→ Given problem 1:
Copy the passage of the American Party article from "- Headquarters: Utah" to "from 1976 onwards." word for word.
→ Given problem 2:
In the American Party article, in which state was the party's name the formal one on the ballot?

→ Page extract:
--------------------

- Chairman: Bruce Williams^{[citation needed]}
- Founded: February 1, 1969
- Split from: American Independent Party
- Succeeded by: Independent American Party (1998)
- Headquarters: Utah
- Ideology: National conservatism Nativism
- Political position: Right-wing

= American Party of the United States =

The American Party of the United States is a conservative political party in the United States. The party adheres to its Permanent Principles, which were established in 1969.

The party nominated the same candidates in 1968 and 1972 as the American Independent Party, before diverging and nominating their own candidates from 1976 onwards.

==History==

The party began as part of the American Independent Party, supporters of George Wallace's 1968 campaign for the presidency, and was the formal name of the party on the ballot in Tennessee. The party rejected terms such as "liberal" or "conservative" instead defining themselves as those who "acknowledges the Lord God as the Creator, Preserver, and Ruler of the Universe and of the Nation."

--------------------

Dataset entries:

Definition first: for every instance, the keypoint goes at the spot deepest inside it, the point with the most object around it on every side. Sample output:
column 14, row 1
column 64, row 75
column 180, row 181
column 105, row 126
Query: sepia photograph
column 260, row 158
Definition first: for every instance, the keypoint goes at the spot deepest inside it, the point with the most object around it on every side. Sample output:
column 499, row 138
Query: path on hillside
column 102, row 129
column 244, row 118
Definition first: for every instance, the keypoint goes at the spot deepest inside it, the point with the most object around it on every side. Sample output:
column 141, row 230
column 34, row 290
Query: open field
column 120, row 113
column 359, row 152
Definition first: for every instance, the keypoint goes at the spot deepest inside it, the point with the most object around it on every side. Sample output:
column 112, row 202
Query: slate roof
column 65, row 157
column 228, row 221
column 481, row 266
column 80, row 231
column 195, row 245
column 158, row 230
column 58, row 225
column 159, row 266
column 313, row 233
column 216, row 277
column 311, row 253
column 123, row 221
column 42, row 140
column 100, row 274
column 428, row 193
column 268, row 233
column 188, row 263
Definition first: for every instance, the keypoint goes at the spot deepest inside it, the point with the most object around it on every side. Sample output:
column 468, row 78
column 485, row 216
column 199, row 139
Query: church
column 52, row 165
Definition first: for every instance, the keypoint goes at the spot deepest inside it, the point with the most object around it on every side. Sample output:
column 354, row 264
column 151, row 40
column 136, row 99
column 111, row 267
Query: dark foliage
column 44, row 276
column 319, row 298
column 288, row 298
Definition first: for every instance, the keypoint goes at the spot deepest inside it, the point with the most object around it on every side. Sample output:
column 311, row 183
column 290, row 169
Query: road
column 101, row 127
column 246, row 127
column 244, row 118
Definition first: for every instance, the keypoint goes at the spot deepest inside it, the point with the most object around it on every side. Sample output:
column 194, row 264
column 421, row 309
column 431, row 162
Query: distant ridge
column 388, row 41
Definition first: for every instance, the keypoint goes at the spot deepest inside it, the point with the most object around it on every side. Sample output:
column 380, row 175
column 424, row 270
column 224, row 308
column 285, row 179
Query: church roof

--------------------

→ Exercise result 1:
- Headquarters: Utah
- Ideology: National conservatism Nativism
- Political position: Right-wing

= American Party of the United States =

The American Party of the United States is a conservative political party in the United States. The party adheres to its Permanent Principles, which were established in 1969.

The party nominated the same candidates in 1968 and 1972 as the American Independent Party, before diverging and nominating their own candidates from 1976 onwards.

→ Exercise result 2:
Tennessee.